Location annotation dataset excerpts:
-- START --

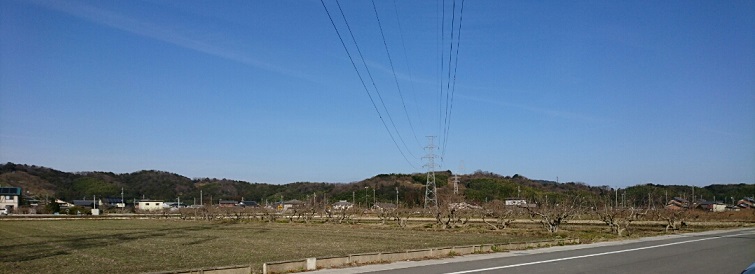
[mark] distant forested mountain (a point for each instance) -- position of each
(480, 186)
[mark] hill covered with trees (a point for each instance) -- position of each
(478, 187)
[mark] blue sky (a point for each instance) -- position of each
(611, 93)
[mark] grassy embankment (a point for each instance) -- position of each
(132, 246)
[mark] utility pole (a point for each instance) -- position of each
(518, 192)
(456, 184)
(431, 199)
(396, 197)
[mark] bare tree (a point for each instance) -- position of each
(496, 210)
(551, 216)
(619, 219)
(675, 219)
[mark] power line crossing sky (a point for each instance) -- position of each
(603, 92)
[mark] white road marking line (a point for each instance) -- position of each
(592, 255)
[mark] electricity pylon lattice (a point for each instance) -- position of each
(431, 199)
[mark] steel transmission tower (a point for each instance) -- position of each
(456, 184)
(431, 199)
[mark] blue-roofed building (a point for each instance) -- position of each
(10, 197)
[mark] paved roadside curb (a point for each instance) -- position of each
(476, 257)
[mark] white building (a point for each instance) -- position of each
(10, 197)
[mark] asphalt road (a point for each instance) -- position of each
(706, 252)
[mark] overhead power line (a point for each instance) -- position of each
(453, 87)
(361, 79)
(395, 78)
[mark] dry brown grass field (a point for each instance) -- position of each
(150, 245)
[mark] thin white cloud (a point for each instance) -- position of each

-- END --

Repeat the data exactly, without the pictures.

▶ [REPLY]
[mark] distant forested mountain (a point for each instance) -- position of each
(480, 186)
[mark] hill covered with trees (a point for each instance) -- position of each
(478, 187)
[mark] blue sky (a point for each instance) -- position of each
(611, 93)
[mark] grassy embankment (a point for each instance) -- position of each
(132, 246)
[mark] utility pole (a point for each instance) -- position of each
(518, 192)
(456, 184)
(431, 199)
(396, 197)
[mark] bare tree (a point for each instance) -- position of each
(496, 210)
(551, 216)
(619, 219)
(675, 219)
[mark] power line crossing sky (a point for each instance) -- position of each
(603, 92)
[mark] white road marking line (a point for each instance) -- position of each
(592, 255)
[mark] electricity pylon lattice (a point for each instance) -- position of each
(431, 199)
[mark] steel transmission tower (a point for each instance) -- position of each
(456, 184)
(431, 199)
[mark] blue-roofed building (a point for each instance) -- position of each
(10, 197)
[mark] paved roadside curb (a point for each instance) -- position of each
(476, 257)
[mark] white building (a point for each instance) -- position of each
(10, 197)
[mark] asphalt road (a point for each instance) -- position of each
(706, 252)
[mark] overhead power line (a point for each instance) -- position of each
(453, 87)
(361, 79)
(395, 78)
[mark] dry brown grass field (a point for each instance) -- position of each
(150, 245)
[mark] thin white cloud (a point for each instance) -- position of each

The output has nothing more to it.